* **TASK TO CARRY OUT**:
Lines holding the string "name" in the listing below are to be copied.

* **TASK DATA**:
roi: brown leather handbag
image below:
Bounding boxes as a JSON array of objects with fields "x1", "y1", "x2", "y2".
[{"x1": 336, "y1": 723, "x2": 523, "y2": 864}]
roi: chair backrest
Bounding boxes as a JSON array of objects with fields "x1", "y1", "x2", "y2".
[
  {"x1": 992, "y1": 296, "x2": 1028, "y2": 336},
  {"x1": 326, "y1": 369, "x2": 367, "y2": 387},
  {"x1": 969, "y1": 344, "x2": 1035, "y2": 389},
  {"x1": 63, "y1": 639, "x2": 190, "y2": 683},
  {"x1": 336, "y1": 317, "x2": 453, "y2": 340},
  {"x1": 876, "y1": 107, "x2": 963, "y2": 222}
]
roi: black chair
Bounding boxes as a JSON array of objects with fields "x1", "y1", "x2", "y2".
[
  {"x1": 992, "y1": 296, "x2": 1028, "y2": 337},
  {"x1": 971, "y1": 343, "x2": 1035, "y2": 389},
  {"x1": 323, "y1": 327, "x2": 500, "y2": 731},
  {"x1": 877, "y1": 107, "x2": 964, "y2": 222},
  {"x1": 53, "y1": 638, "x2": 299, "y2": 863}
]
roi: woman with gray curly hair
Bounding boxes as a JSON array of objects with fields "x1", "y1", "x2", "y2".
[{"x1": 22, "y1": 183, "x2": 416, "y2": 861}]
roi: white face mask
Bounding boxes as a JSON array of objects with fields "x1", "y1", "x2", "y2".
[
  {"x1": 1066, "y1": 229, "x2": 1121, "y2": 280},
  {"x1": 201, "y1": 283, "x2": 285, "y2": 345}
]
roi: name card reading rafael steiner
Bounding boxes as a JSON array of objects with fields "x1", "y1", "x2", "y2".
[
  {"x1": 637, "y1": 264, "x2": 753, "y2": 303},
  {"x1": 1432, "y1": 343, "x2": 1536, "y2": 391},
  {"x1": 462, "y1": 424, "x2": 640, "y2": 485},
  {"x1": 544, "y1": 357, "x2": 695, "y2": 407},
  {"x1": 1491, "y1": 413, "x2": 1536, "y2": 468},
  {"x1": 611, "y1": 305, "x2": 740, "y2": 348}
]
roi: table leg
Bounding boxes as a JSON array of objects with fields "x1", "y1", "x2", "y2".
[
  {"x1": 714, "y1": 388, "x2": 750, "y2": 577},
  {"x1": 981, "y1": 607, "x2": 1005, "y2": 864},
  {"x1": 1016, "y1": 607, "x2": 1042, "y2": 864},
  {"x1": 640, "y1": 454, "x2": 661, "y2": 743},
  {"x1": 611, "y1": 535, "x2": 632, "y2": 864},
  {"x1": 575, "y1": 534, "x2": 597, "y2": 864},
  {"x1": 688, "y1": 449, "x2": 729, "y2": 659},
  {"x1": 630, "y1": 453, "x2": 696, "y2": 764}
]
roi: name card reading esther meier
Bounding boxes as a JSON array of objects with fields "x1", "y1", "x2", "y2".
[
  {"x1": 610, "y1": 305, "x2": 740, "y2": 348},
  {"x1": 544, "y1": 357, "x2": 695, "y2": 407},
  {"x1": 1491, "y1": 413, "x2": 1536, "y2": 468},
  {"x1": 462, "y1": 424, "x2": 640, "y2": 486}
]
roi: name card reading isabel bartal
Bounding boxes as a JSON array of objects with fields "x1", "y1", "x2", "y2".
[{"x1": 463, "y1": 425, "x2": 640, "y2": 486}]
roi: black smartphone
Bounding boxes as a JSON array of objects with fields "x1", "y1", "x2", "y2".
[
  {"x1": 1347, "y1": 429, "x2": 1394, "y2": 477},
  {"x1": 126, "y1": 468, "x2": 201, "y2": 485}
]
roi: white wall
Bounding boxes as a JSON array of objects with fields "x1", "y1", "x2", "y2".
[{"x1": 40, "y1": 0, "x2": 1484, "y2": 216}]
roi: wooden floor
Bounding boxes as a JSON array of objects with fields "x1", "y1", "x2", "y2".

* **FINISHED TASK**:
roi: name card reading rafael steiner
roi: name card reading esther meier
roi: name card reading isabel bartal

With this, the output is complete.